- Work order 1: According to the blog post, how long has the writer gone without smoking?
- Work order 2: Quote the blog post word for word, starting at "Forgive me my" and ending at "tobacco for dances.".

- Excerpt provided:
++++++++
March 18, 2012 at 1:01 pm Leave a comment

Big Budget Hallucinogens and the illuminated shooting optics of Iraq

Forgive me my few faithful readers… (apparently I do actually have readers now! Wow… an improvement), but my life as of late has been a battle with the old colonial master nicotine and the PC. Two addictions equally compelling, these mass hallucinogens are administered via Steam an equally virtual market place that occasionally dips into the absurdity of the marketplace by pricing good by popularity and less by production costs. Rage, a once mighty 59.99 USD game could be had over the holidays for a meager 6.99 as could L.A. Noire. I am having trouble writing because I haven’t smoked in two weeks and a sudden rush of nicotine today has taken my breath and attention away. It’s funny to realize how much the nicotine cloud takes away from your daily self. The other day I read about a tribe in India previously uncontacted, now they’re being sold tobacco for dances.
++++++++
- Provided information:

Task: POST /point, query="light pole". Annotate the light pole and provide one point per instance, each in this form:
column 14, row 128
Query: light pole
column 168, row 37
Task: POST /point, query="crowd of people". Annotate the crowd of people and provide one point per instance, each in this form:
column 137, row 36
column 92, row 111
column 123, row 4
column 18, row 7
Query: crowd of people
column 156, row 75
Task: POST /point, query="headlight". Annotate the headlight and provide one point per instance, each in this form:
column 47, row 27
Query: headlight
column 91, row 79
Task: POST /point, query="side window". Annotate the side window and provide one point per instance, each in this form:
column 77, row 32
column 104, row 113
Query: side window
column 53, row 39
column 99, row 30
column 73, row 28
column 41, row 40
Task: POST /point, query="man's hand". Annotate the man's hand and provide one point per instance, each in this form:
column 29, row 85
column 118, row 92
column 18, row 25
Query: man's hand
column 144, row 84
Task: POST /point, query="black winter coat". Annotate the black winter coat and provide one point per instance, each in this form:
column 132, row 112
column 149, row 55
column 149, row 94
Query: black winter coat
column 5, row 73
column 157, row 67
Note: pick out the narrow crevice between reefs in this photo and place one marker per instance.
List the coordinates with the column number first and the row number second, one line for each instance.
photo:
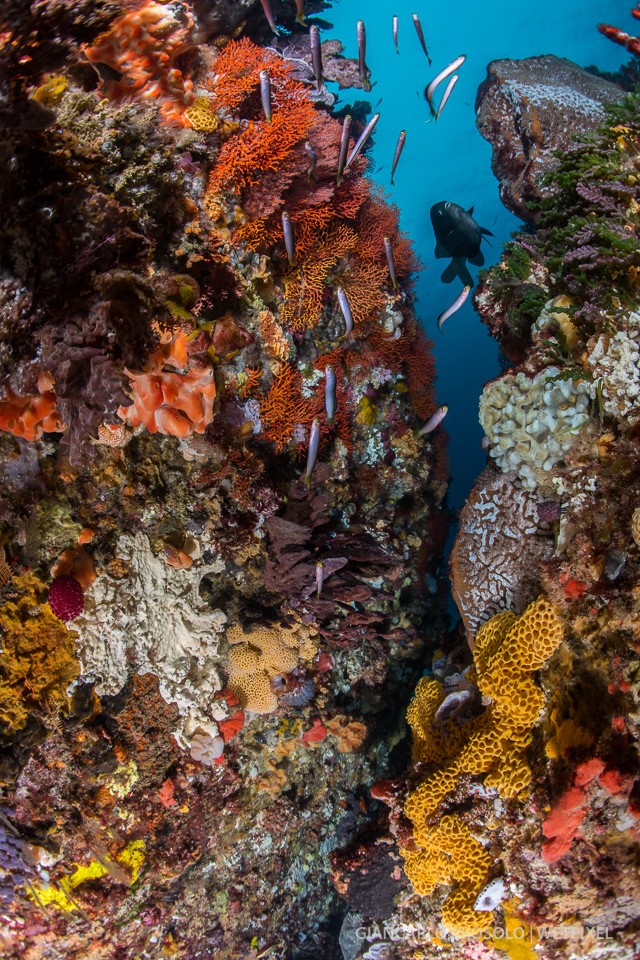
column 236, row 721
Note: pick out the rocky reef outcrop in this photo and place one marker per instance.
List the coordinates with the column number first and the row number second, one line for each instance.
column 218, row 522
column 528, row 110
column 518, row 818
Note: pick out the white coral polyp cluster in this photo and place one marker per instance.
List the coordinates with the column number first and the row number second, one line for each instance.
column 153, row 620
column 615, row 362
column 532, row 423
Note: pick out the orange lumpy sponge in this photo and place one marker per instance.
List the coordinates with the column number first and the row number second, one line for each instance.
column 30, row 417
column 143, row 45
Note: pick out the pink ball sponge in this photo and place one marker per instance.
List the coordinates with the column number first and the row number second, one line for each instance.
column 66, row 598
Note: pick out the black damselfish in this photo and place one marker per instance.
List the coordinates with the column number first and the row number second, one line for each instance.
column 457, row 236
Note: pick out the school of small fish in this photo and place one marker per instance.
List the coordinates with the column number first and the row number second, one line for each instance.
column 345, row 159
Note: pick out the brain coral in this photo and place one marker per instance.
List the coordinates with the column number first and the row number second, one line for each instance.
column 615, row 361
column 498, row 545
column 507, row 650
column 532, row 423
column 256, row 657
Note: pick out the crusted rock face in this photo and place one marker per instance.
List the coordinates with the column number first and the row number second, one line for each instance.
column 155, row 620
column 532, row 423
column 615, row 362
column 528, row 109
column 499, row 547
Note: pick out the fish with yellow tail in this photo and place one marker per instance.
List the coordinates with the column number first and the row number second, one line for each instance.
column 346, row 312
column 312, row 453
column 362, row 139
column 431, row 87
column 418, row 26
column 344, row 147
column 455, row 306
column 434, row 420
column 402, row 136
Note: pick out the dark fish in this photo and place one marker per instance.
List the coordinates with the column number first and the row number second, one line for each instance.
column 457, row 236
column 434, row 420
column 418, row 26
column 388, row 249
column 265, row 94
column 344, row 146
column 330, row 401
column 313, row 159
column 316, row 55
column 289, row 242
column 455, row 306
column 268, row 12
column 363, row 70
column 362, row 139
column 402, row 136
column 312, row 454
column 447, row 93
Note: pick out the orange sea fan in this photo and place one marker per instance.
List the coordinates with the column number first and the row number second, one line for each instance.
column 30, row 417
column 285, row 407
column 143, row 45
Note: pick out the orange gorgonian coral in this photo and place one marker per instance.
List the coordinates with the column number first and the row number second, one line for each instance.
column 143, row 45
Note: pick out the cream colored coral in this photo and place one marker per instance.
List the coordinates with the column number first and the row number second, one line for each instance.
column 257, row 656
column 532, row 423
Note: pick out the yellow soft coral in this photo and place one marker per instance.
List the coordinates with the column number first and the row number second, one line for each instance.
column 37, row 655
column 507, row 651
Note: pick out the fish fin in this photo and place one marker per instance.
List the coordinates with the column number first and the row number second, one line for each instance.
column 457, row 268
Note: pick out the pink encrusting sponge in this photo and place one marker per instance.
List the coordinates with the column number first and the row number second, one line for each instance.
column 66, row 598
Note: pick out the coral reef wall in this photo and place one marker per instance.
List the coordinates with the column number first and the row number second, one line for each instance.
column 518, row 817
column 219, row 522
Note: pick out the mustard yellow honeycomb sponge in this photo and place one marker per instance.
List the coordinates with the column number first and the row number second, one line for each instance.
column 256, row 657
column 451, row 855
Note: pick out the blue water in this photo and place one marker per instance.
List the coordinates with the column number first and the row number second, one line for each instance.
column 451, row 161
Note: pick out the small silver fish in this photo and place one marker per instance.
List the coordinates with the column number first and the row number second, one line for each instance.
column 313, row 159
column 457, row 303
column 316, row 55
column 439, row 77
column 363, row 70
column 402, row 136
column 312, row 453
column 330, row 400
column 268, row 12
column 447, row 93
column 289, row 241
column 362, row 139
column 344, row 146
column 265, row 94
column 346, row 312
column 388, row 249
column 434, row 420
column 418, row 26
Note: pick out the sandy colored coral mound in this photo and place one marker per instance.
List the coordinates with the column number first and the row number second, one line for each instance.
column 258, row 656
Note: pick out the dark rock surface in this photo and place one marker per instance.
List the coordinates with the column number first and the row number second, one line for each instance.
column 528, row 109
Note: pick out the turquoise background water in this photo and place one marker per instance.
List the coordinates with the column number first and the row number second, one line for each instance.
column 451, row 161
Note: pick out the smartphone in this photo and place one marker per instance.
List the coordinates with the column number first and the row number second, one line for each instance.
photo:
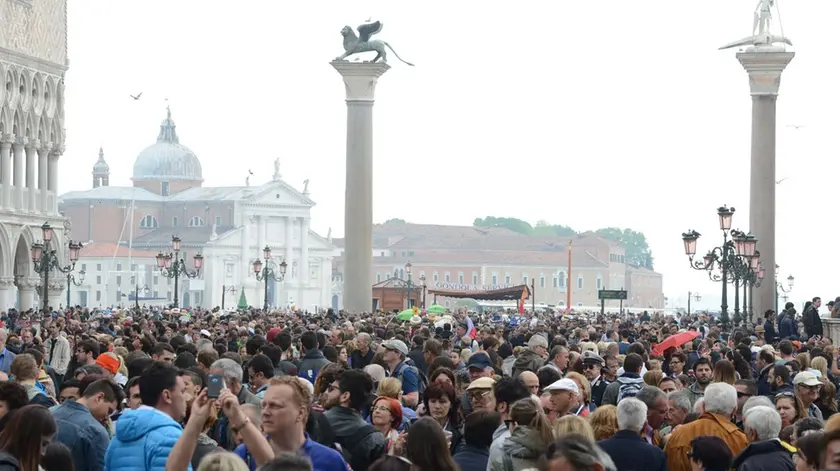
column 215, row 384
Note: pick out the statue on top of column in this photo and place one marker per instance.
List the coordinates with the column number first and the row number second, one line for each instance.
column 761, row 34
column 354, row 44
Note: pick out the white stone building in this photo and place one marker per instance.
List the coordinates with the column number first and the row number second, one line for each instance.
column 229, row 226
column 33, row 60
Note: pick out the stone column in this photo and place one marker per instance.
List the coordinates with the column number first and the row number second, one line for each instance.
column 764, row 64
column 6, row 168
column 17, row 193
column 31, row 187
column 360, row 80
column 43, row 155
column 53, row 178
column 289, row 248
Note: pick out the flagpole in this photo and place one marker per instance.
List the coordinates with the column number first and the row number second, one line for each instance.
column 569, row 280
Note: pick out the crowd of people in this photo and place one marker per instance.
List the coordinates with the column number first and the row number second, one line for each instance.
column 175, row 390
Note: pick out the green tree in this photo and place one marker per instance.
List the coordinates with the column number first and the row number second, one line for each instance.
column 636, row 249
column 513, row 224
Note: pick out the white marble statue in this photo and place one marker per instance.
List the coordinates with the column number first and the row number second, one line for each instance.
column 762, row 36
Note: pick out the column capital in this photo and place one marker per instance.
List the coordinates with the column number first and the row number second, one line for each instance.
column 765, row 66
column 360, row 78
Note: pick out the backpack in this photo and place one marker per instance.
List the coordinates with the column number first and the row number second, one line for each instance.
column 422, row 380
column 348, row 447
column 629, row 390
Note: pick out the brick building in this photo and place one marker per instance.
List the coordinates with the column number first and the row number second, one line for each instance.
column 467, row 258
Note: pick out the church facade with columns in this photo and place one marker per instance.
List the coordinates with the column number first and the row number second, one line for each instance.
column 33, row 61
column 230, row 226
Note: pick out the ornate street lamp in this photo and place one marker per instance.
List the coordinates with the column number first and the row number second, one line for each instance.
column 734, row 258
column 696, row 297
column 781, row 288
column 225, row 290
column 268, row 272
column 408, row 276
column 172, row 265
column 45, row 260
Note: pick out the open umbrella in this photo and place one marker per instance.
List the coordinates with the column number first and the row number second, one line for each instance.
column 675, row 341
column 436, row 308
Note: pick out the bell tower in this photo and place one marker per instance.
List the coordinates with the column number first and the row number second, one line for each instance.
column 101, row 171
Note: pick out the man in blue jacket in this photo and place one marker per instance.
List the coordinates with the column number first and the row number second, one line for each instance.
column 145, row 436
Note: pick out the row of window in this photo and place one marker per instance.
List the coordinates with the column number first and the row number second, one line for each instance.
column 559, row 281
column 150, row 222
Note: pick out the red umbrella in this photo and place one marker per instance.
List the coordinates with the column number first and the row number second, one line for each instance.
column 675, row 340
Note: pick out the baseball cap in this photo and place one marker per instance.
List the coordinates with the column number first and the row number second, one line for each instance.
column 479, row 360
column 564, row 384
column 482, row 383
column 806, row 378
column 538, row 341
column 397, row 345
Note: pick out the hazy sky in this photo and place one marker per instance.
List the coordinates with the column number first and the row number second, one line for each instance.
column 589, row 114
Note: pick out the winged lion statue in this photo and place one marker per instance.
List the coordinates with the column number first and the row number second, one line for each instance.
column 354, row 44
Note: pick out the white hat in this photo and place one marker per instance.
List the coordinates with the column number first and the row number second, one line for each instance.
column 564, row 384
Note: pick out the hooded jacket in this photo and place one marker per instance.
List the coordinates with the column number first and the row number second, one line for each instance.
column 766, row 455
column 143, row 441
column 528, row 360
column 524, row 448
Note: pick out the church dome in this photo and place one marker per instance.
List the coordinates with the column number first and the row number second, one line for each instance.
column 167, row 159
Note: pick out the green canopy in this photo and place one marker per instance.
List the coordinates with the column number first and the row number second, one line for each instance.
column 436, row 309
column 243, row 303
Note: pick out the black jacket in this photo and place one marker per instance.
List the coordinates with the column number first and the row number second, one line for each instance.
column 766, row 455
column 631, row 452
column 812, row 321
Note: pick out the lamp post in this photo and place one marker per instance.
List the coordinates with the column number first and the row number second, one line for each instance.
column 227, row 289
column 267, row 272
column 73, row 281
column 780, row 288
column 137, row 289
column 696, row 297
column 408, row 290
column 45, row 260
column 172, row 265
column 423, row 285
column 738, row 247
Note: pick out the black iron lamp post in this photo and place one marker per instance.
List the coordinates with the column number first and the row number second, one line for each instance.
column 225, row 290
column 137, row 289
column 696, row 297
column 172, row 265
column 45, row 260
column 423, row 285
column 780, row 288
column 267, row 273
column 737, row 248
column 72, row 280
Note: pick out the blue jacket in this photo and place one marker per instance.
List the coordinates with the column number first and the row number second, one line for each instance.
column 143, row 441
column 86, row 438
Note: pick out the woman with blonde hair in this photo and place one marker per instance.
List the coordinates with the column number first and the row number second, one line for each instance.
column 604, row 421
column 569, row 424
column 586, row 406
column 222, row 461
column 530, row 436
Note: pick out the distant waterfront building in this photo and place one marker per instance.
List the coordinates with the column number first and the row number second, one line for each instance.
column 229, row 226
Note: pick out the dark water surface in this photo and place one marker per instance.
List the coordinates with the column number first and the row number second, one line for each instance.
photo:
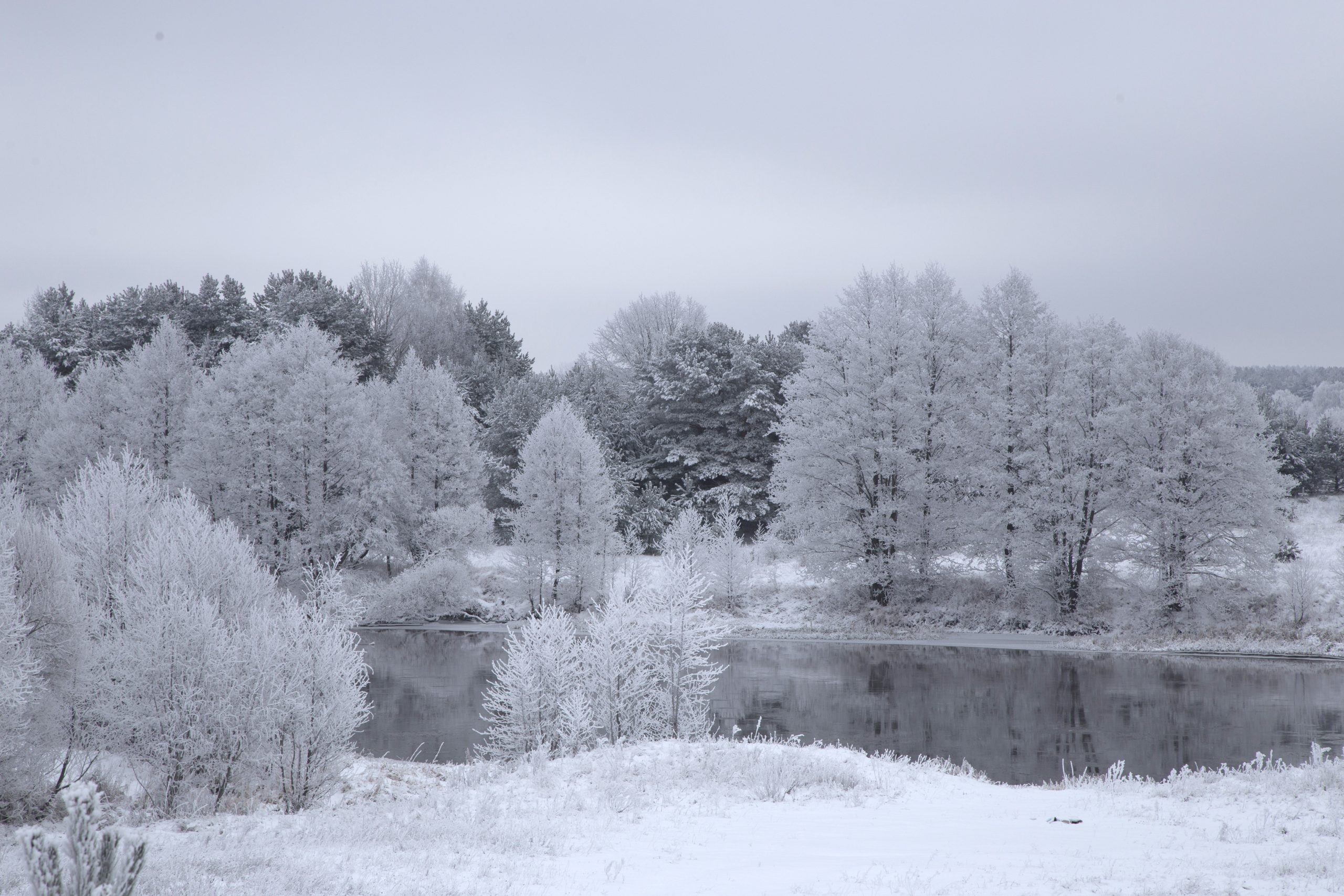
column 1012, row 714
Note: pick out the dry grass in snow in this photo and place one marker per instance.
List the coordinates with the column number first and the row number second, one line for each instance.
column 726, row 817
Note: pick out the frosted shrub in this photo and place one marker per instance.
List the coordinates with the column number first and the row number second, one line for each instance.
column 618, row 666
column 683, row 636
column 563, row 529
column 316, row 683
column 531, row 703
column 437, row 586
column 644, row 671
column 102, row 515
column 456, row 531
column 93, row 863
column 200, row 672
column 728, row 561
column 19, row 687
column 1304, row 590
column 687, row 532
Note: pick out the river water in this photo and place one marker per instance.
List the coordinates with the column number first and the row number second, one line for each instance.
column 1022, row 716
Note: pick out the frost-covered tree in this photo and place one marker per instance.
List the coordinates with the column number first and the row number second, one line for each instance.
column 683, row 636
column 85, row 425
column 102, row 516
column 620, row 667
column 284, row 444
column 435, row 434
column 202, row 675
column 533, row 703
column 1073, row 492
column 728, row 561
column 1199, row 483
column 29, row 397
column 1012, row 345
column 937, row 383
column 315, row 673
column 710, row 400
column 291, row 299
column 154, row 393
column 847, row 473
column 510, row 418
column 20, row 684
column 637, row 333
column 563, row 527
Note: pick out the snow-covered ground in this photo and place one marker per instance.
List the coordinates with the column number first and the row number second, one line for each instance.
column 745, row 818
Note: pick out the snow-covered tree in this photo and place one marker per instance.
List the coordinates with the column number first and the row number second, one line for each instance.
column 104, row 513
column 20, row 683
column 284, row 444
column 90, row 859
column 683, row 635
column 846, row 473
column 936, row 383
column 316, row 678
column 1012, row 345
column 618, row 666
column 538, row 684
column 155, row 383
column 435, row 434
column 565, row 523
column 1073, row 491
column 29, row 398
column 202, row 675
column 639, row 332
column 84, row 426
column 728, row 561
column 1199, row 484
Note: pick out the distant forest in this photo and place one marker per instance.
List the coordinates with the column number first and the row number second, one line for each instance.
column 1304, row 407
column 1297, row 379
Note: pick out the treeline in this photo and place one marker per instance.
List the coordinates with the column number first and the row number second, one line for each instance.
column 924, row 434
column 1304, row 407
column 135, row 629
column 332, row 424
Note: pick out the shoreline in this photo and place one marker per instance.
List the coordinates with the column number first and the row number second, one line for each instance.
column 667, row 818
column 1033, row 641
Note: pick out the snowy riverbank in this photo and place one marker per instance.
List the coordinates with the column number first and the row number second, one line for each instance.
column 760, row 818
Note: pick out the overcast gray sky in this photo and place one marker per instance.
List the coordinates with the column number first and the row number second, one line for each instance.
column 1172, row 166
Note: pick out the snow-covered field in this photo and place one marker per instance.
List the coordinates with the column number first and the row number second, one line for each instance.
column 742, row 818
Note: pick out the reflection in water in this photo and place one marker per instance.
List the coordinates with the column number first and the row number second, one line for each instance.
column 1016, row 715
++++++++
- Written solution 1: Two weeks.

- Written solution 2:
Forgive me my few faithful readers… (apparently I do actually have readers now! Wow… an improvement), but my life as of late has been a battle with the old colonial master nicotine and the PC. Two addictions equally compelling, these mass hallucinogens are administered via Steam an equally virtual market place that occasionally dips into the absurdity of the marketplace by pricing good by popularity and less by production costs. Rage, a once mighty 59.99 USD game could be had over the holidays for a meager 6.99 as could L.A. Noire. I am having trouble writing because I haven’t smoked in two weeks and a sudden rush of nicotine today has taken my breath and attention away. It’s funny to realize how much the nicotine cloud takes away from your daily self. The other day I read about a tribe in India previously uncontacted, now they’re being sold tobacco for dances.